# Questions about my dogs bloodline.



## HenRoc N FelBel (Jan 2, 2008)

Hello. I got my first pit Henessy about a year ago but only a few months ago became very serious/interested in pitbulls. I love them but am still very new to understanding a lot of things. About 6 months ago I got my other Pit who is registered but I have misplaced my papers and am still looking in my file cabinets for them. I remember shes a shaws/mugglestons I believe and Im not sure how many generations. What exactly is this specific breed? And also incase I am not able to find my papers how can I replace them? Thanks.


----------



## bgblok68 (Jan 4, 2008)

Hi, First try to find your papers. It's hard to do any kind of research without a positive starting point. Then do a search on APBT pedigree data bases. Warning It's addictive. lol If you can't find your papers contact the association they're registered with and they'll give you the info you need. Good luck.


----------



## Old_Blood (Jan 10, 2008)

HenRoc N FelBel said:


> Hello. I got my first pit Henessy about a year ago but only a few months ago became very serious/interested in pitbulls. I love them but am still very new to understanding a lot of things. About 6 months ago I got my other Pit who is registered but I have misplaced my papers and am still looking in my file cabinets for them. I remember shes a shaws/mugglestons I believe and Im not sure how many generations. What exactly is this specific breed? And also incase I am not able to find my papers how can I replace them? Thanks.


The breed is American Pit Bull Terrier. There are 2 others commonly refered to as "Pit Bulls" which are American Staffordshire Terrier (AKC) and Staffordshire Bull Terrier.

If your dog has Muglestons in the pedigree then she also has American Staffordshire Terrier bloodlines. As their dogs have a lot of Staff lines. Watchdog/Blue Bully, Gaff, Whiterock. I think they have a website if its still up. When I had went there I saw dogs which didn't fit the AST or APBT standard. The dogs looked more like American Bullies and a couple looks mixed with possible Neo or something due to all the saggy hanging skin and wrinkles. What bloodline your girl is depends on which mugleston dogs she has in the pedigree. I know they have some Greyline and Gotti too. So once you find the paperwork and can see which dogs are in the pedigree then you can decipher the bloodline.

If the papers are in your name then you need to call and send in for lost paperwork. You will have to pay to have them replaced but I don't think its too costly.

If the papers were not in your name yet then you will have to contact the breeder so that they can send in for lost paperwork. If you can't contact them for whatever reason you might be able to get the paperwork replaced if you can provide proof of payment to that person for the dog. (Like we have a cleared check for ours which just had to be sent to prove ownership of the dog before the paperwork was transfered from the breeders name and had been lost) Otherwise anyone could claim they bought such and such pup and just lost the papers and then get fake papers for a pup they never bought.


----------



## HenRoc N FelBel (Jan 2, 2008)

I understand. I will find my papers and post it up and let you guys know. Also if your interested in what my dog looks like it is the blue in my avatar that im talking about.


----------



## bgblok68 (Jan 4, 2008)

Nice looking dog. My son has a young female with those colors.


----------
------------------------
## [GIVEN REQUEST A]
Which lines in the records contain the string "query", with case counting? Pick them out and copy each one in full.
The records have no connection to the forum thread.

Source data:
------------------------
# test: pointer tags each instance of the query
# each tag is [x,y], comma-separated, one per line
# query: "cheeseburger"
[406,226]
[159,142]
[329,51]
------------------------
## [GIVEN REQUEST B]
Transcribe the dog bloodline forum thread, starting at "Hi, First try" and ending at "(Jan 10, 2008)".

## [EXPECTED ANSWER A]
# test: pointer tags each instance of the query
# query: "cheeseburger"

## [EXPECTED ANSWER B]
Hi, First try to find your papers. It's hard to do any kind of research without a positive starting point. Then do a search on APBT pedigree data bases. Warning It's addictive. lol If you can't find your papers contact the association they're registered with and they'll give you the info you need. Good luck.


----------



## Old_Blood (Jan 10, 2008)